:: DATA FOR REVIEW

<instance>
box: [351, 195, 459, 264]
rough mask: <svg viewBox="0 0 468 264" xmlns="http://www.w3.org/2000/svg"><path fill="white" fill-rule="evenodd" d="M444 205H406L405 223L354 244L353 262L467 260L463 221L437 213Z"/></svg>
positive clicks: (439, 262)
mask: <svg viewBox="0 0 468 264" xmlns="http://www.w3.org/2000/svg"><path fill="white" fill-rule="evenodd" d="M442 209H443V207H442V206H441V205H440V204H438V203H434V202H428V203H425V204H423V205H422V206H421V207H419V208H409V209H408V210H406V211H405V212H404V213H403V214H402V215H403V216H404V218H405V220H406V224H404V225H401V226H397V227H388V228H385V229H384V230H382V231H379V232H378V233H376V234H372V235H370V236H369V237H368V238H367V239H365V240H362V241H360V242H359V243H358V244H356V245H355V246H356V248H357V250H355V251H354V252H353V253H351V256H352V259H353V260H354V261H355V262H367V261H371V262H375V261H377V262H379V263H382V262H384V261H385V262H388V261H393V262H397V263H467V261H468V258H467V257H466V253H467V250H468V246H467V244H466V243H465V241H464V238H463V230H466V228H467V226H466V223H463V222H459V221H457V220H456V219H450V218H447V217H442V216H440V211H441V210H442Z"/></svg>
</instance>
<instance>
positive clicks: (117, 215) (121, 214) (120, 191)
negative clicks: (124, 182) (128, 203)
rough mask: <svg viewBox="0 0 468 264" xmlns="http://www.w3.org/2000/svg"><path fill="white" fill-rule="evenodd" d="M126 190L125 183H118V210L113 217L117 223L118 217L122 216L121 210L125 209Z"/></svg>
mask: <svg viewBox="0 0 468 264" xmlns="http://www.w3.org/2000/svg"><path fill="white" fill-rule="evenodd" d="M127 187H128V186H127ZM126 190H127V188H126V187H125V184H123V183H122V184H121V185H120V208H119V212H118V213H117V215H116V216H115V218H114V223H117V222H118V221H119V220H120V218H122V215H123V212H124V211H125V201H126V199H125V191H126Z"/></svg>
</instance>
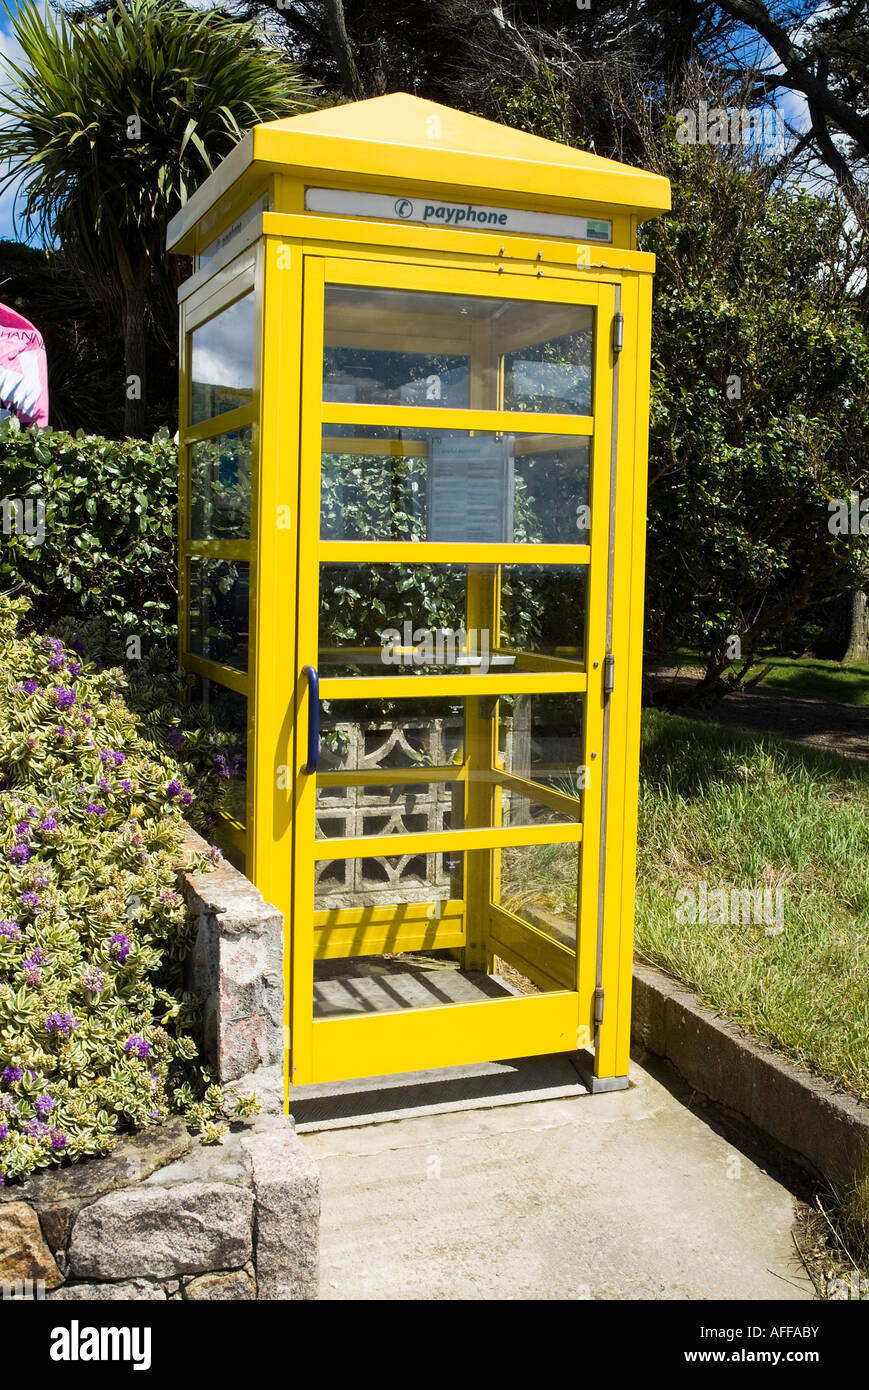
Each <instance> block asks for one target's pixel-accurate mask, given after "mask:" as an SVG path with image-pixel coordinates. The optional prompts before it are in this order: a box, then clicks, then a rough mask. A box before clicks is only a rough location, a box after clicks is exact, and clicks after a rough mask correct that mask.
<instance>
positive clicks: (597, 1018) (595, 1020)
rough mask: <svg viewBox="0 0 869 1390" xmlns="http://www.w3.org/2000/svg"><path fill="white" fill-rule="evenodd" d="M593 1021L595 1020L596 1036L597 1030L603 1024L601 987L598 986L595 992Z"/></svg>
mask: <svg viewBox="0 0 869 1390" xmlns="http://www.w3.org/2000/svg"><path fill="white" fill-rule="evenodd" d="M594 1020H595V1034H596V1031H598V1029H599V1027H601V1024H602V1023H603V987H602V986H598V988H596V990H595V1012H594Z"/></svg>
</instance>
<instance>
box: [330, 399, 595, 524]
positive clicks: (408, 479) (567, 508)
mask: <svg viewBox="0 0 869 1390" xmlns="http://www.w3.org/2000/svg"><path fill="white" fill-rule="evenodd" d="M374 435H375V438H374ZM588 459H590V439H588V438H585V436H571V435H545V434H528V435H524V434H521V435H514V434H485V432H480V431H477V432H474V434H471V432H470V431H457V430H400V428H389V427H377V425H374V427H362V428H356V427H352V425H325V428H324V439H323V461H321V475H320V535H321V538H323V539H324V541H441V542H477V543H484V545H485V543H487V542H491V543H498V542H505V541H506V542H517V543H519V542H524V543H527V545H535V543H544V545H587V543H588V523H590V512H588V500H590V493H588Z"/></svg>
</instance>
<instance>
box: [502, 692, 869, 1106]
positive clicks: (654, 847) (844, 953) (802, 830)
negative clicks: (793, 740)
mask: <svg viewBox="0 0 869 1390" xmlns="http://www.w3.org/2000/svg"><path fill="white" fill-rule="evenodd" d="M521 853H523V863H521V874H517V873H513V874H507V876H506V877H507V884H506V885H505V887H507V890H509V887H513V897H514V899H516V901H514V902H510V906H513V910H521V905H523V902H524V901H535V902H537V903H539V905H541V906H546V908H548V909H551V910H555V912H571V910H576V883H574V881H571V873H570V867H569V865H571V862H573V856H571V853H570V852H569V851H565V847H560V845H546V847H539V848H538V849H534V851H523V852H521ZM510 878H513V883H512V884H510ZM701 883H705V884H706V888H708V891H712V890H715V888H724V890H727V894H730V891H731V890H734V888H736V890H758V888H769V890H770V891H772V894H773V901H774V891H776V890H777V888H780V890H781V892H783V915H781V916H783V930H780V931H779V930H776V927H774V926H773V930H772V931H768V926H766V924H765V923H763V922H761V923H758V924H755V922H754V920H752V922H749V923H742V922H740V920H738V917H737V922H736V924H729V926H727V924H726V926H717V924H713V923H709V922H706V923H701V922H695V923H691V922H680V920H677V909H679V906H680V901H681V899H680V898H679V897H677V894H679V892H680V890H695V891H698V885H699V884H701ZM507 895H509V892H507ZM729 906H730V903H729ZM709 916H713V917H715V913H713V912H710V913H709ZM637 951H638V954H640V956H641V958H642V959H645V960H648V962H651V963H653V965H658V966H660V967H663V969H665V970H667V972H669V973H670V974H673V976H676V977H677V979H680V980H684V981H685V984H688V986H691V987H692V988H694V990H697V992H698V995H699V997H701V998H702V999H704V1001H705V1002H706V1004H708V1005H710V1006H712V1008H713V1009H715V1011H716V1012H719V1013H722V1015H726V1016H727V1017H730V1019H733V1020H736V1022H737V1023H742V1024H744V1026H745V1027H748V1029H749V1030H751V1031H752V1033H754V1034H755V1037H758V1038H761V1040H763V1041H765V1042H768V1044H770V1045H772V1047H774V1048H777V1049H779V1051H781V1052H784V1054H787V1055H788V1056H791V1058H793V1059H794V1061H797V1062H801V1063H804V1065H805V1066H808V1068H811V1069H812V1070H813V1072H816V1073H818V1074H820V1076H825V1077H826V1079H827V1080H830V1081H834V1083H836V1084H837V1086H840V1087H843V1088H844V1090H848V1091H851V1093H852V1094H855V1095H858V1097H861V1098H863V1099H868V1098H869V763H859V762H855V760H847V759H844V758H838V756H837V755H834V753H825V752H819V751H815V749H809V748H801V746H798V745H794V744H787V742H783V741H777V739H773V738H769V737H766V735H761V734H752V733H748V731H745V730H729V728H723V727H722V726H717V724H698V723H694V721H691V720H687V719H680V717H677V716H672V714H663V713H659V712H658V710H647V712H645V713H644V724H642V760H641V799H640V858H638V883H637Z"/></svg>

::::

Extract every row above word for word, leaving the pictures out of your answer.

■ EXPECTED ANSWER:
<instance>
box: [351, 195, 459, 264]
rough mask: <svg viewBox="0 0 468 264" xmlns="http://www.w3.org/2000/svg"><path fill="white" fill-rule="evenodd" d="M444 205H406L405 223L354 244L353 262L467 260L463 221L437 213Z"/></svg>
positive clicks: (439, 262)
mask: <svg viewBox="0 0 468 264" xmlns="http://www.w3.org/2000/svg"><path fill="white" fill-rule="evenodd" d="M442 209H443V207H442V206H441V205H440V204H438V203H434V202H428V203H425V204H423V205H422V206H421V207H419V208H409V209H408V210H406V211H405V212H404V213H403V214H402V215H403V216H404V218H405V220H406V224H404V225H401V226H397V227H388V228H385V229H384V230H382V231H379V232H378V233H376V234H372V235H370V236H369V237H368V238H367V239H365V240H362V241H360V242H359V243H358V244H356V245H355V246H356V248H357V250H355V251H354V252H353V253H351V256H352V259H353V260H354V261H355V262H367V261H371V262H375V261H377V262H379V263H382V262H384V261H385V262H388V261H393V262H397V263H467V261H468V258H467V257H466V253H467V250H468V246H467V244H466V243H465V241H464V238H463V230H466V228H467V226H466V223H463V222H459V221H457V220H456V219H450V218H447V217H442V216H440V211H441V210H442Z"/></svg>
</instance>
<instance>
positive clicks: (117, 215) (121, 214) (120, 191)
negative clicks: (124, 182) (128, 203)
rough mask: <svg viewBox="0 0 468 264" xmlns="http://www.w3.org/2000/svg"><path fill="white" fill-rule="evenodd" d="M126 190L125 183H118V210L113 217L117 223L118 217L122 216L121 210L125 209Z"/></svg>
mask: <svg viewBox="0 0 468 264" xmlns="http://www.w3.org/2000/svg"><path fill="white" fill-rule="evenodd" d="M127 187H128V186H127ZM126 190H127V188H126V187H125V184H123V183H122V184H121V185H120V208H119V212H118V213H117V215H116V216H115V218H114V223H117V222H118V221H119V220H120V218H122V215H123V212H124V211H125V201H126V199H125V191H126Z"/></svg>
</instance>
Each <instance> block asks for one target's pixel-accurate mask, given after "mask:" as an SVG path with image-pixel coordinates. The optional prompts before it are in this order: a box, then clicks, then a rough mask. A box before clicks is only a rough location, a box after clicks is exact, and clicks after a rough mask correct that mask.
<instance>
positive clicks: (597, 1018) (595, 1020)
rough mask: <svg viewBox="0 0 869 1390" xmlns="http://www.w3.org/2000/svg"><path fill="white" fill-rule="evenodd" d="M593 1021L595 1020L596 1036L597 1030L603 1024L601 987L598 986L595 992Z"/></svg>
mask: <svg viewBox="0 0 869 1390" xmlns="http://www.w3.org/2000/svg"><path fill="white" fill-rule="evenodd" d="M594 1020H595V1034H596V1031H598V1029H599V1027H601V1024H602V1023H603V987H602V986H598V988H596V990H595V1012H594Z"/></svg>
</instance>
<instance>
box: [330, 399, 595, 524]
positive clicks: (408, 479) (567, 508)
mask: <svg viewBox="0 0 869 1390" xmlns="http://www.w3.org/2000/svg"><path fill="white" fill-rule="evenodd" d="M374 435H375V438H374ZM588 459H590V439H588V438H585V436H571V435H545V434H528V435H524V434H521V435H514V434H485V432H480V431H477V432H474V434H471V432H470V431H457V430H400V428H389V427H377V425H374V427H362V428H356V427H352V425H325V428H324V439H323V461H321V475H320V535H321V538H323V539H324V541H441V542H477V543H484V545H485V543H487V542H491V543H498V542H505V541H506V542H517V543H519V542H524V543H527V545H535V543H544V545H587V543H588V523H590V512H588V500H590V493H588Z"/></svg>
</instance>
<instance>
box: [502, 692, 869, 1106]
positive clicks: (654, 847) (844, 953) (802, 830)
negative clicks: (793, 740)
mask: <svg viewBox="0 0 869 1390" xmlns="http://www.w3.org/2000/svg"><path fill="white" fill-rule="evenodd" d="M521 853H523V863H521V874H517V873H513V874H507V876H506V877H507V884H506V885H505V887H507V890H509V887H513V897H514V899H516V901H514V902H510V906H513V910H521V905H523V902H524V901H535V902H537V903H539V905H541V906H546V908H548V909H551V910H555V912H571V910H576V883H574V881H571V873H570V867H569V865H571V862H573V856H571V853H570V852H569V851H565V847H560V845H546V847H539V848H538V849H534V851H523V852H521ZM510 878H513V883H512V884H510ZM701 883H705V884H706V888H708V891H712V890H715V888H724V890H727V894H730V891H731V890H734V888H736V890H758V888H769V890H770V891H772V894H773V901H774V891H776V890H777V888H780V890H781V892H783V915H781V916H783V930H780V931H779V930H776V927H774V926H773V930H772V931H768V926H766V924H765V923H763V922H761V923H758V924H755V922H754V920H752V922H749V923H742V922H740V920H738V917H737V922H736V924H729V926H727V924H726V926H717V924H713V923H709V922H706V923H701V922H695V923H691V922H680V920H677V909H679V906H680V901H681V899H680V898H679V897H677V894H679V892H680V890H695V891H698V885H699V884H701ZM507 895H509V892H507ZM729 906H730V903H729ZM709 916H713V917H715V913H713V912H710V913H709ZM637 951H638V954H640V956H641V958H642V959H645V960H648V962H651V963H653V965H658V966H660V967H663V969H665V970H667V972H669V973H670V974H673V976H676V977H677V979H680V980H684V981H685V984H688V986H691V987H692V988H694V990H697V992H698V995H699V997H701V998H702V999H704V1001H705V1002H706V1004H708V1005H710V1006H712V1008H713V1009H715V1011H716V1012H719V1013H722V1015H726V1016H727V1017H730V1019H733V1020H736V1022H737V1023H742V1024H744V1026H745V1027H748V1029H749V1030H751V1031H752V1033H754V1034H755V1037H758V1038H761V1040H763V1041H765V1042H768V1044H770V1045H772V1047H774V1048H777V1049H779V1051H781V1052H784V1054H787V1055H788V1056H791V1058H793V1059H794V1061H797V1062H801V1063H804V1065H805V1066H808V1068H811V1069H812V1070H813V1072H816V1073H818V1074H820V1076H825V1077H826V1079H827V1080H830V1081H834V1083H836V1084H837V1086H840V1087H843V1088H844V1090H848V1091H851V1093H852V1094H855V1095H858V1097H861V1098H863V1099H868V1098H869V763H859V762H855V760H847V759H844V758H838V756H837V755H834V753H825V752H819V751H815V749H809V748H801V746H798V745H794V744H787V742H783V741H777V739H773V738H769V737H766V735H761V734H752V733H748V731H745V730H729V728H723V727H722V726H717V724H698V723H694V721H691V720H687V719H680V717H677V716H672V714H663V713H659V712H658V710H647V712H645V713H644V724H642V760H641V799H640V858H638V883H637Z"/></svg>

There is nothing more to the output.